▶ [DOCUMENT EXTRACT]
....
/erdos_groundwater

Implementing supervised machine learning models to forecast groundwater levels using surface water and weather data. Final project for the Erdos Institute Data Science Boot Camp, Fall 2023.

Primary LanguageJupyter Notebook

Predicting Groundwater Levels in Spokane, Washington

The purpose of this project is to use a neural network modeling approach to predict groundwater levels in Spokane, Washington using weather and surface water data. The final outcome can be viewed in the Streamlit Web App (described below).

Authors

Description

Overview

Groundwater is a critical source of water for human survival. A significant percentage of both drinking and crop irrigation water is drawn from groundwater sources through wells. In the US, overuse of groundwater could have major implications for the future.

Machine learning, deep learning, and time series techniques have shown promise for helping understand and address these problems. In this project we implemented Convolutional Neural Network (CNN) and Long Short-Term Memory (LSTM) to predict Groundwater Levels (GWL) in selected wells located in Columbia Plateau basaltic-rock and basin-fill aquifers: one of the principal aquifers of the U.S using historical well, weather and surface data such as temperature, precipitation, humidity, wind speed , river height and discharge rate etc.
....
▶ [INSTRUCTION 1] Which data types does the groundwater project page give as examples after the words "such as"?
▶ [INSTRUCTION 2] Could you proceed with the groundwater project page, picking up right after its last sentence?
The records that come next are separate material, unrelated to the groundwater project page.
....
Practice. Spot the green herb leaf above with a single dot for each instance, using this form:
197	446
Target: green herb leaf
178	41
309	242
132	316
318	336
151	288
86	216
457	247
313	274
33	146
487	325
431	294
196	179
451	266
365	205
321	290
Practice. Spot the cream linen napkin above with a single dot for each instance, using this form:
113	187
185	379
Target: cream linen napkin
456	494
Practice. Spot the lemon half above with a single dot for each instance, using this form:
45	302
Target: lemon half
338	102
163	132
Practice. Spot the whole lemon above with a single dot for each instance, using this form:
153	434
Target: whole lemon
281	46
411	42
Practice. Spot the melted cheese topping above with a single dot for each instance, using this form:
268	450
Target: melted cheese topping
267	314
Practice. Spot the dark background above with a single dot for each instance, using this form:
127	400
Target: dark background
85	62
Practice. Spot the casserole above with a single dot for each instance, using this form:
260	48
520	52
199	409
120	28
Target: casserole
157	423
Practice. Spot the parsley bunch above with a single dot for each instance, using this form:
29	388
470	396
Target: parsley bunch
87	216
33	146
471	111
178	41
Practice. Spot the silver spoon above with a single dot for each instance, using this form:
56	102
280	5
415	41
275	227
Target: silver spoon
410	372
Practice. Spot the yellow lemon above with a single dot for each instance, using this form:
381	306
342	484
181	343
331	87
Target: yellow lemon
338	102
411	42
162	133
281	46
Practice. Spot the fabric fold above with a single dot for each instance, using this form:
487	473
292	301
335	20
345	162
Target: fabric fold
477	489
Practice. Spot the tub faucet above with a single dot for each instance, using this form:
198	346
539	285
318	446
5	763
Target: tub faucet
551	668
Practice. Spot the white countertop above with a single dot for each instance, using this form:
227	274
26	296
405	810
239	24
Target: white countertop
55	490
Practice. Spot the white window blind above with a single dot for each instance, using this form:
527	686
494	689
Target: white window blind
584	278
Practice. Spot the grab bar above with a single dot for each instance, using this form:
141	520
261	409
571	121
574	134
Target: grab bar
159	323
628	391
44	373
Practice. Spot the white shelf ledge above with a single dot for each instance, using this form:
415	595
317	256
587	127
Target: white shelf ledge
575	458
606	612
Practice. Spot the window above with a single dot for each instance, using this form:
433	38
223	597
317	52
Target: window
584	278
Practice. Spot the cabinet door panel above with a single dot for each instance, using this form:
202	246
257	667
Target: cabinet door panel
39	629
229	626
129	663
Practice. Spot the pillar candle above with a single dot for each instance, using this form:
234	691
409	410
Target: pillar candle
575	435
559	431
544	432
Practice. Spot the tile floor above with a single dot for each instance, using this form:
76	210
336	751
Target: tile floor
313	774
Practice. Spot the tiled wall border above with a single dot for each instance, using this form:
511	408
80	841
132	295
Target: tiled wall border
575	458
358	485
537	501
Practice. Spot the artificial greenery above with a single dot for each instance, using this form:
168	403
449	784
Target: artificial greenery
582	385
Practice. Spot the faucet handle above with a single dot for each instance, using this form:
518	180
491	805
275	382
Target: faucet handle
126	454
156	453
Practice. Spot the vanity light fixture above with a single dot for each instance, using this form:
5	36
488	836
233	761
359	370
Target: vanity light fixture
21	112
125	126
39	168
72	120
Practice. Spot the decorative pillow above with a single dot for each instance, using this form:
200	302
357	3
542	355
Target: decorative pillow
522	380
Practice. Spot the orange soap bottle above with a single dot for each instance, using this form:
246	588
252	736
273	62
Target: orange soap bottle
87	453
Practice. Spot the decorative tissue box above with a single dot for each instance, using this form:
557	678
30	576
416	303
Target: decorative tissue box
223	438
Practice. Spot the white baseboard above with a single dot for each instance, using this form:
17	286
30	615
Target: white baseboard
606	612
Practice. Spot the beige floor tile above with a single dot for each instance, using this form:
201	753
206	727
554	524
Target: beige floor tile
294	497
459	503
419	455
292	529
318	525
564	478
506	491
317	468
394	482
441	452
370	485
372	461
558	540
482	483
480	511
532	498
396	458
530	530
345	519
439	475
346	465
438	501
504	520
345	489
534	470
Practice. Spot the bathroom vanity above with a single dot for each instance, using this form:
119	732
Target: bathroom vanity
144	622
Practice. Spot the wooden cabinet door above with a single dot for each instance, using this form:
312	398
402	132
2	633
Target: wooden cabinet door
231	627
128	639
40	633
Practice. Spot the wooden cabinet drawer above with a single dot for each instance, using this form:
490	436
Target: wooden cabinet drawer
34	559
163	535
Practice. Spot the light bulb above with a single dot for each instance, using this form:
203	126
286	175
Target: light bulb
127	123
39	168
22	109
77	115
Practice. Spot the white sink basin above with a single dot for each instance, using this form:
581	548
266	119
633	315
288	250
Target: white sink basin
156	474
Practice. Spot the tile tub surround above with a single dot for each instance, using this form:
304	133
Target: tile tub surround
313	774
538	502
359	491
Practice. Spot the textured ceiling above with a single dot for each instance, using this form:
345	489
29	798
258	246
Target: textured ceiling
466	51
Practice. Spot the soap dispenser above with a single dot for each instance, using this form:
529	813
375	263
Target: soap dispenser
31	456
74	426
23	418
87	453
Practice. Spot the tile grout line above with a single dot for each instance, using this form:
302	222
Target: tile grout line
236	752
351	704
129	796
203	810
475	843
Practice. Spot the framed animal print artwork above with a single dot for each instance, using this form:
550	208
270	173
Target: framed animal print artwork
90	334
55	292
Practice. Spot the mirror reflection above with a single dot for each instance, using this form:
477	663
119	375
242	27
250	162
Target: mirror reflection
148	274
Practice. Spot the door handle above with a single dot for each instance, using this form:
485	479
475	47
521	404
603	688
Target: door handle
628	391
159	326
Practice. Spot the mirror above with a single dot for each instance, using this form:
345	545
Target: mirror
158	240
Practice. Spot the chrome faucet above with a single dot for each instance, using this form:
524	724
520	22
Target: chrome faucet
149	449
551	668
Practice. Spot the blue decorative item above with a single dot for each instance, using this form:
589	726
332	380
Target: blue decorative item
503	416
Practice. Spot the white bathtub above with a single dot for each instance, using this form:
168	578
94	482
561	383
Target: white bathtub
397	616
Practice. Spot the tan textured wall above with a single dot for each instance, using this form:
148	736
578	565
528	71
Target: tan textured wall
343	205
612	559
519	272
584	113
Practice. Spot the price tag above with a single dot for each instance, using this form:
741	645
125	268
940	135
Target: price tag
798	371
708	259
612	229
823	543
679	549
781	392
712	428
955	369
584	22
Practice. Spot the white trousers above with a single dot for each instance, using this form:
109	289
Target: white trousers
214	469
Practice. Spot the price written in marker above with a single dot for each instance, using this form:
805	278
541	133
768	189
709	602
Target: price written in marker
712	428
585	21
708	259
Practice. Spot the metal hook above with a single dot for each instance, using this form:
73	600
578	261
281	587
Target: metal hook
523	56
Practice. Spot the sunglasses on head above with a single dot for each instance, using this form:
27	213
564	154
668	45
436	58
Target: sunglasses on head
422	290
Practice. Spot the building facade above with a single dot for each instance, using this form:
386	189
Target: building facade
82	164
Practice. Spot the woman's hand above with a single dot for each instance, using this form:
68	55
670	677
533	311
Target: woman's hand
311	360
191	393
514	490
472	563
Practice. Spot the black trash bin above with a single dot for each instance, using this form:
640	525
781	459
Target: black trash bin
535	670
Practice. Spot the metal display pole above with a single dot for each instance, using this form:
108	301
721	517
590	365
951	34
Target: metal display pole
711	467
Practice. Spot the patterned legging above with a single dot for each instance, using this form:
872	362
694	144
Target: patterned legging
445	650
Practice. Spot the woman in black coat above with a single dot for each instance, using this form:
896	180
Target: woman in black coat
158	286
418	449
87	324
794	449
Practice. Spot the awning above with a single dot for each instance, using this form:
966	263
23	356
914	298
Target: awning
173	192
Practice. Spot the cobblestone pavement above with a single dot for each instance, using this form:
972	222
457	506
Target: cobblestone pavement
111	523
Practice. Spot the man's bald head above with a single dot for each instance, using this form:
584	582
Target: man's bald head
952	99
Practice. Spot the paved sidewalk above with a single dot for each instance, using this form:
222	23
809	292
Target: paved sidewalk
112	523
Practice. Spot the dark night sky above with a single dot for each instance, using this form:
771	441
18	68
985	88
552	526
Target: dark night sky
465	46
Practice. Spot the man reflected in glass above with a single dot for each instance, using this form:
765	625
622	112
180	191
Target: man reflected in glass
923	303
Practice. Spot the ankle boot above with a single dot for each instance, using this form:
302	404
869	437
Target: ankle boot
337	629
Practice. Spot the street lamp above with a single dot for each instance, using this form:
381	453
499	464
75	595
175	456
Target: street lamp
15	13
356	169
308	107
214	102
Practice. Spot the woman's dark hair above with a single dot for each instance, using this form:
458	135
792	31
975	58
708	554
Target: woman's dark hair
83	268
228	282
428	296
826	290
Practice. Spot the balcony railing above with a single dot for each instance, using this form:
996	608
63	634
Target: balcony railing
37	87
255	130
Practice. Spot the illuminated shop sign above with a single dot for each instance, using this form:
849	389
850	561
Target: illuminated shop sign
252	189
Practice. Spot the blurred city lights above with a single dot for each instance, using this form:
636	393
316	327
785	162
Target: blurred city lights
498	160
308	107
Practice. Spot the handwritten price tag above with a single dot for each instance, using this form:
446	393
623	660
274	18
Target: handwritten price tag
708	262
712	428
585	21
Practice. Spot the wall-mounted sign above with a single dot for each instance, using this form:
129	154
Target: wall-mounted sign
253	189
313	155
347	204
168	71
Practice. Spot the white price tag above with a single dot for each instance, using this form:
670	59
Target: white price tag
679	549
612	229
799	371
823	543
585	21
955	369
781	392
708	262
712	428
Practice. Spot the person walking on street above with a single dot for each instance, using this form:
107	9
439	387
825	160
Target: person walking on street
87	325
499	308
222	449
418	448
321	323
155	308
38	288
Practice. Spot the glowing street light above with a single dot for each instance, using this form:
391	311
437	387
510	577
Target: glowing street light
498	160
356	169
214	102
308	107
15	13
....
▶ [FINAL RESULT 1] Temperature, precipitation, humidity, wind speed, river height, and discharge rate.

▶ [FINAL RESULT 2]
Ultimately, our goal is to be able to provide a forecast of groundwater levels while accounting for uncertainties that can be used to help inform water use policy decisions for stakeholders. An interactive web application using Streamlit dashboard was also implemented to provide end-users friendly graphical interface for predicting and forecasting groundwater levels.

Stakeholders: General Public, Agriculture and Farming businesses, Real estate and Property developers, Local Government Agencies such as Spokane County Water Resources, Spokane Water Department and Washington State Department of Ecology.

KPIs for Groundwater levels prediction and forecast: Root Mean Squared Error (RMSE) and Mean Absolute Error (MAE) between the true and predicted groundwater levels.

Dataset

  • Data sets required for the project: water well, surface water, and weather data.
    • Groundwater monitoring well data obtained from USGS, including AEK201, APK309, APK310, and AFL259 (used as the test set due to similar lithography to AEK201).
    • Weather data sourced from OpenWeather.com and NOAA, covering precipitation, temperature, humidity, pressure, and wind speed.
    • Surface water data acquired from USGS.
  • Data processing started with pickling each data set.
    • Monitoring well data was sorted by date/time, and measurements from 2006-2017 averaged for the same day.
    • Weather and surface water data time frame aligned with monitoring well data.
    • Correlation coefficients were calculated for weather features; only average values utilized.
    • NOAA was used for precipitation data with a 45-day lag.
    • OpenWeather.com weather data contained NaN values replaced with zeros.
    • Surface water data had missing values, filled with the value before the gap.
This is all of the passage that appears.